▶ [EXTRAIT CHOISI]
-.-.-
Médias et hégémonie 

Dans la société capitaliste tardive, les technologies de l’information et de la communication deviennent indispensables non seulement pour organiser les échanges économiques et financiers, mais également et surtout pour construire le consensus et l’adhésion à l’ordre social capitaliste. Analyser le pouvoir des médias à partir du concept d’« hégémonie » permet donc d’éviter les écueils déterministes qui tendraient à essentialiser et à isoler le pouvoir de la communication des autres dimensions du pouvoir, notamment politique et économique. 

La notion d’« hégémonie » est liée à l’ensemble des processus par lesquels on produit une pensée et une vision du monde à travers des productions culturelles, des savoirs et des valeurs permettant de dégager une conduite morale et politique largement partagée dans une société à une époque donnée. Il s’agit donc d’une production qui est tout à la fois idéologique, culturelle, politique et morale, et qui arrive à guider les choix et les positionnements des individus, à produire un regard sur le monde qui permet la construction d’une culture de la classe qui dirige l’action et donc participe à façonner la société. Gramsci développe à ce propos la théorie des intellectuel·les organiques qui doivent pouvoir se positionner là où ces productions sont élaborées et diffusées, à la fois dans les champs du journalisme, de l’entreprise, politique, syndical, associatif, éducatif ou culturel. Il ne se réfère bien évidemment pas uniquement aux médias mais à l’ensemble des lieux qui sont susceptibles de produire et de transmettre la pensée pour qu’elle soit socialisée et qu’elle devienne un élément de coordination d’ordre intellectuel et moral.
-.-.-
▶ [MATÉRIEL PRÉSENTÉ]
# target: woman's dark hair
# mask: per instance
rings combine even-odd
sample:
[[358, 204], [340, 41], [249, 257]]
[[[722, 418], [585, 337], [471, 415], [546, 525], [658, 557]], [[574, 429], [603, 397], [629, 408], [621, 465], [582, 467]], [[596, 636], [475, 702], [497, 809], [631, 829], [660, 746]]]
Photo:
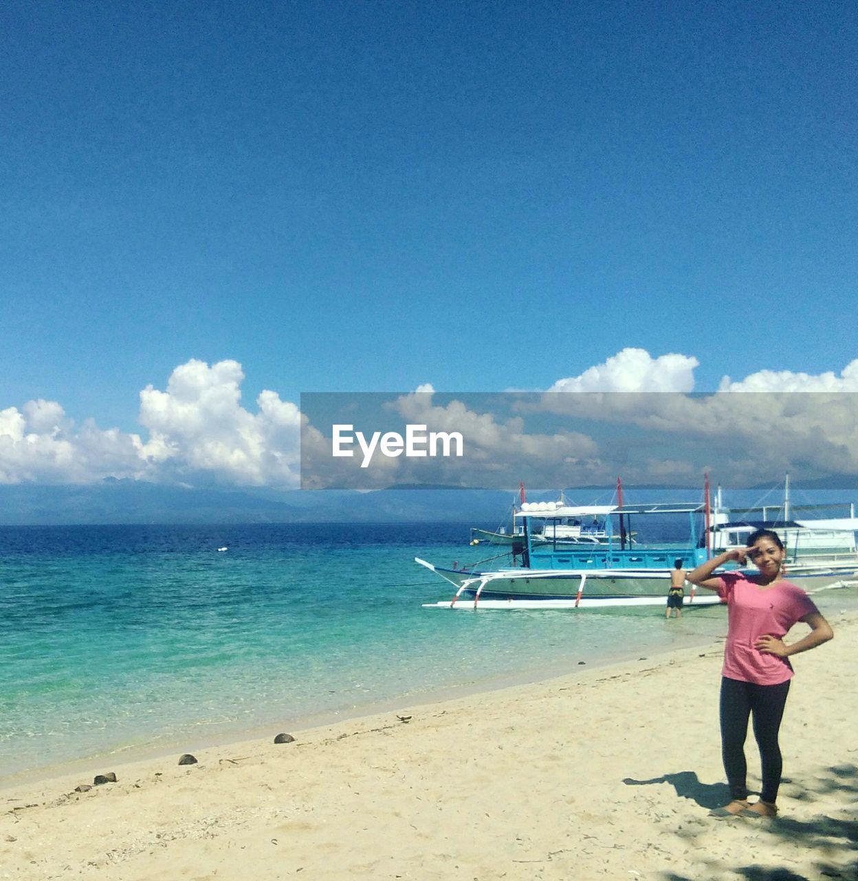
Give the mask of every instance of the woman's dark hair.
-.-.-
▶ [CONSIGNE A] Extrayez de l'extrait sur les médias et l'hégémonie le passage commençant par « Dans la société » et se poursuivant jusqu'à « politique et économique. ».
▶ [CONSIGNE B] Pour chacun des énoncés suivants, indiquez par oui ou par non s'il concorde avec l'extrait sur les médias et l'hégémonie, en citant fidèlement les mots du texte qui permettent de trancher : (i) Gramsci se réfère uniquement aux médias ; (ii) la production liée à l'hégémonie est à la fois idéologique, culturelle, politique et morale ; (iii) analyser le pouvoir des médias à partir du concept d'hégémonie permet d'éviter les écueils déterministes.

▶ [RÉSULTAT DE L'EXERCICE A]
Dans la société capitaliste tardive, les technologies de l’information et de la communication deviennent indispensables non seulement pour organiser les échanges économiques et financiers, mais également et surtout pour construire le consensus et l’adhésion à l’ordre social capitaliste. Analyser le pouvoir des médias à partir du concept d’« hégémonie » permet donc d’éviter les écueils déterministes qui tendraient à essentialiser et à isoler le pouvoir de la communication des autres dimensions du pouvoir, notamment politique et économique.

▶ [RÉSULTAT DE L'EXERCICE B]
(i) Non : « Il ne se réfère bien évidemment pas uniquement aux médias mais à l’ensemble des lieux qui sont susceptibles de produire et de transmettre la pensée ».
(ii) Oui : « Il s’agit donc d’une production qui est tout à la fois idéologique, culturelle, politique et morale ».
(iii) Oui : « Analyser le pouvoir des médias à partir du concept d’« hégémonie » permet donc d’éviter les écueils déterministes ».